◆ What is being asked ◆
Everything from the line containing "the yellow football" through the last line of the data below must be copied exactly, with no other lines included.
::: Material shown :::
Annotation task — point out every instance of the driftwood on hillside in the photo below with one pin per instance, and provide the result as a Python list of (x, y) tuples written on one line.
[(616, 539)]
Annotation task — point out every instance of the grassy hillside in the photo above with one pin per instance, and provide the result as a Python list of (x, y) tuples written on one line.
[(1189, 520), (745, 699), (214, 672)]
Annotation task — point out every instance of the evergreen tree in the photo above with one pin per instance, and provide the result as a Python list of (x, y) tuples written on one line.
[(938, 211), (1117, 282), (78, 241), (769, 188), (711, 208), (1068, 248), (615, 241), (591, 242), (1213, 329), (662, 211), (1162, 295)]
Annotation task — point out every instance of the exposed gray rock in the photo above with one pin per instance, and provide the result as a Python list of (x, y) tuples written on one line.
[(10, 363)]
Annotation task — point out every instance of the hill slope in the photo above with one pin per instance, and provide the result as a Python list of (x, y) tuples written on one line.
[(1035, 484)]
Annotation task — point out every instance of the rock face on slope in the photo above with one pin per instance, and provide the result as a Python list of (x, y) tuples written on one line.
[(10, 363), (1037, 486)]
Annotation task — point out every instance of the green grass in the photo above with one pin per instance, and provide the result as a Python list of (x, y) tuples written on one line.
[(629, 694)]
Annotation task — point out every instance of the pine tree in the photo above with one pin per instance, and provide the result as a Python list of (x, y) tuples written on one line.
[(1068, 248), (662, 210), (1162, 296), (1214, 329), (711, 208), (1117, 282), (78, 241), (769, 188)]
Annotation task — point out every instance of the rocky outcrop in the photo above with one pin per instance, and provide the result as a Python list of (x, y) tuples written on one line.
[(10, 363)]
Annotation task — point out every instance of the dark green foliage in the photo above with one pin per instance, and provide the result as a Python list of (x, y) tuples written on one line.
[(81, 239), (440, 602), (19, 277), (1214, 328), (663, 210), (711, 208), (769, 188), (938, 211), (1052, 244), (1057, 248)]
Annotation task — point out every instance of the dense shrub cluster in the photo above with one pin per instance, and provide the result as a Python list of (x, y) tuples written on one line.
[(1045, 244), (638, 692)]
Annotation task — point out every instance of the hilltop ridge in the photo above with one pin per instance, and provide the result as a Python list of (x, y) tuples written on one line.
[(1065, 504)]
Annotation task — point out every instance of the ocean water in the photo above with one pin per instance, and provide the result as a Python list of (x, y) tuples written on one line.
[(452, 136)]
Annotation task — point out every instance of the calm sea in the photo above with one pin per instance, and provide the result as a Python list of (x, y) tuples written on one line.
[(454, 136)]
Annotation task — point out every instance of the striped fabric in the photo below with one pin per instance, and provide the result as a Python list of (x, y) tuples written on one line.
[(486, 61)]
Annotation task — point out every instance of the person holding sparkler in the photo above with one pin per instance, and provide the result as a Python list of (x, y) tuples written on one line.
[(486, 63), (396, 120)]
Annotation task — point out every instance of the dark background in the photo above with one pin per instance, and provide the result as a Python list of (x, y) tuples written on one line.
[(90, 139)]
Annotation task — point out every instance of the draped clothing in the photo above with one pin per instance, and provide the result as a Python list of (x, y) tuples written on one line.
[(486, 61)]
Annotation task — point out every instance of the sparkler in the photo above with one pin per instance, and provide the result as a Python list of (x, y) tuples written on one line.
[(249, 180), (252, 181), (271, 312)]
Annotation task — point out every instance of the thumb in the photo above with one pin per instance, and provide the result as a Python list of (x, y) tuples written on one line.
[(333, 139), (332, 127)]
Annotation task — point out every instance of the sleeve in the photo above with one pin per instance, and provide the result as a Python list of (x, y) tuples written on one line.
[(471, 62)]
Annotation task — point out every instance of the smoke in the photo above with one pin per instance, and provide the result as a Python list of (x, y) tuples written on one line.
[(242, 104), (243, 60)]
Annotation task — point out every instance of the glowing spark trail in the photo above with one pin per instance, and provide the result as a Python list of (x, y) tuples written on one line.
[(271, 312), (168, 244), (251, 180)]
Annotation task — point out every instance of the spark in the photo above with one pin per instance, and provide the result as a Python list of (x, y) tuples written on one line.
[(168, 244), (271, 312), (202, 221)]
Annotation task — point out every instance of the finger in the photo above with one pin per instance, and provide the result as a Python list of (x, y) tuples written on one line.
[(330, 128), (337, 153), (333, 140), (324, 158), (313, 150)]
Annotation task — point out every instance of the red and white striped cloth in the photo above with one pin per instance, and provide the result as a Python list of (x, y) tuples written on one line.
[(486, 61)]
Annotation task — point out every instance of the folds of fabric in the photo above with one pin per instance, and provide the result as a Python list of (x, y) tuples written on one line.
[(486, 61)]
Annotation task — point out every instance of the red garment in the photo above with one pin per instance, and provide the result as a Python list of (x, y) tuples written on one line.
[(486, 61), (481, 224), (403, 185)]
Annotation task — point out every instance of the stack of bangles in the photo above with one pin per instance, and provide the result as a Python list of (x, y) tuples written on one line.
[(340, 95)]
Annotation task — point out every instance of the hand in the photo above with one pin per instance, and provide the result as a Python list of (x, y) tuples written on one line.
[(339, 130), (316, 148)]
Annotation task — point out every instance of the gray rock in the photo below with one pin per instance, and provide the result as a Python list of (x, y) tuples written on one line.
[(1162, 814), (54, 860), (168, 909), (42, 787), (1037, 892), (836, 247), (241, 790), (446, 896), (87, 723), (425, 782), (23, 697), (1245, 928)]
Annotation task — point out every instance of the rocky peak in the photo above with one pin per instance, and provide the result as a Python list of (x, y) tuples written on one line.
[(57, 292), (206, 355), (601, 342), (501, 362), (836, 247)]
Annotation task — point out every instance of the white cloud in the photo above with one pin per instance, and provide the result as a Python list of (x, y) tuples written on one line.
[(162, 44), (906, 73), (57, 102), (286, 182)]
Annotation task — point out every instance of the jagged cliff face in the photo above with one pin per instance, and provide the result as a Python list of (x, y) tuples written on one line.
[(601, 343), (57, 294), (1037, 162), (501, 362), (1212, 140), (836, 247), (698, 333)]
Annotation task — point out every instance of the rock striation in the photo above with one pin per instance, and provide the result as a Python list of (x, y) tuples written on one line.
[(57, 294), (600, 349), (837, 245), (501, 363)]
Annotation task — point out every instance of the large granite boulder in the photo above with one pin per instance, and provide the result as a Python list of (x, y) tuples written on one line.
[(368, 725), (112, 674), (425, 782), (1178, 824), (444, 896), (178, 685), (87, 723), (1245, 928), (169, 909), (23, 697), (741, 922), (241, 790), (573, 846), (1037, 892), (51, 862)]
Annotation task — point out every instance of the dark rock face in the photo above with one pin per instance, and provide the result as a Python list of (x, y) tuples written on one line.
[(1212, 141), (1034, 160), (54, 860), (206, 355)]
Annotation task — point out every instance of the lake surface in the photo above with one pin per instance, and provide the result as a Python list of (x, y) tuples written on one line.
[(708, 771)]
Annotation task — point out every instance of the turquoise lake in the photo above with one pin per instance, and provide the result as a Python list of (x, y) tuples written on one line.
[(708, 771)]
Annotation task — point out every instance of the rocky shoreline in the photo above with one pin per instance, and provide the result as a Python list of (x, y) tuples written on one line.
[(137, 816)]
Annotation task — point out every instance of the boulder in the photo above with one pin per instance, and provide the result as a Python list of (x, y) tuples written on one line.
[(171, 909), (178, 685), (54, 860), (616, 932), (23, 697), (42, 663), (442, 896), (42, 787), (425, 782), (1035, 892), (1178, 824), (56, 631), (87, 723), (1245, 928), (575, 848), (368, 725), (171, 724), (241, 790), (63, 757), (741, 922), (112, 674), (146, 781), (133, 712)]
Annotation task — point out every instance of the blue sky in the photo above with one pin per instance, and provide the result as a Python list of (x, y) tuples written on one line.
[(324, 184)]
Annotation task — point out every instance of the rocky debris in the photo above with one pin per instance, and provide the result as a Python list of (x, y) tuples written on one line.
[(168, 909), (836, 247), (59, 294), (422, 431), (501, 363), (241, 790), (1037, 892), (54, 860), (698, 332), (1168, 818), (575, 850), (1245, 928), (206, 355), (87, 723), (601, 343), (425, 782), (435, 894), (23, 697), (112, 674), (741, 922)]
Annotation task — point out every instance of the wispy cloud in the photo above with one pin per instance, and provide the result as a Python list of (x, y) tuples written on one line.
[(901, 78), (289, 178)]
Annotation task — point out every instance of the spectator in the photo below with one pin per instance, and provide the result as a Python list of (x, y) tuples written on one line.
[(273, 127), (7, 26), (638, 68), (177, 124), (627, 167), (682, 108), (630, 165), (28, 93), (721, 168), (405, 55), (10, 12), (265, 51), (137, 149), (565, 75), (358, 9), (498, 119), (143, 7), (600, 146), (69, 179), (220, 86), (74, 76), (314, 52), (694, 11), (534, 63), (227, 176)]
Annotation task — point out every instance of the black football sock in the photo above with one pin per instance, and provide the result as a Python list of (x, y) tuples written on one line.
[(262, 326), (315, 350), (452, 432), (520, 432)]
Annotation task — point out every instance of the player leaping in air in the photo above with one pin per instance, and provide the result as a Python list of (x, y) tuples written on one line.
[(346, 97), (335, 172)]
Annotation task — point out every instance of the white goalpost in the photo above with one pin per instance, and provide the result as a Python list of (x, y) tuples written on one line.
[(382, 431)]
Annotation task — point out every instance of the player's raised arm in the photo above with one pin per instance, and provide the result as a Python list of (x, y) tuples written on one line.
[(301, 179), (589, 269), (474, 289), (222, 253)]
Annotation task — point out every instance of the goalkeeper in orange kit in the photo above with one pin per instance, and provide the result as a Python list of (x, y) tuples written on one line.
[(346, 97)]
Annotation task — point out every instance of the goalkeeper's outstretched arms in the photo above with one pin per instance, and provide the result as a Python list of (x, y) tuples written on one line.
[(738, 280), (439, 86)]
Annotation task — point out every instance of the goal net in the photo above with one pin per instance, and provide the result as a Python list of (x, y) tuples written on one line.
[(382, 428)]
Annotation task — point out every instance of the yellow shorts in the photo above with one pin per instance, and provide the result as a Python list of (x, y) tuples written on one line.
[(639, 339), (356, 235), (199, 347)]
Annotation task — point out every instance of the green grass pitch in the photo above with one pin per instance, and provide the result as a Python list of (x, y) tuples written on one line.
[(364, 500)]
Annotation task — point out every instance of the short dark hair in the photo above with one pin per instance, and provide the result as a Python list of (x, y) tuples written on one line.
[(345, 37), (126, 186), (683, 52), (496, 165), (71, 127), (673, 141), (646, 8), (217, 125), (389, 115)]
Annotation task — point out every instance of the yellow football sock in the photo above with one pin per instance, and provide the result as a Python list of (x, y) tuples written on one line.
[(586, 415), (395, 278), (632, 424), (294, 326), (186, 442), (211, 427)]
:::
◆ Exercise answer ◆
Annotation task — point out every instance of the yellow football sock in the photo above with one pin per instance, and provide the result as a Python list of (x, y) tuples written on one line.
[(586, 415), (395, 278), (632, 424), (294, 326), (186, 442), (211, 427)]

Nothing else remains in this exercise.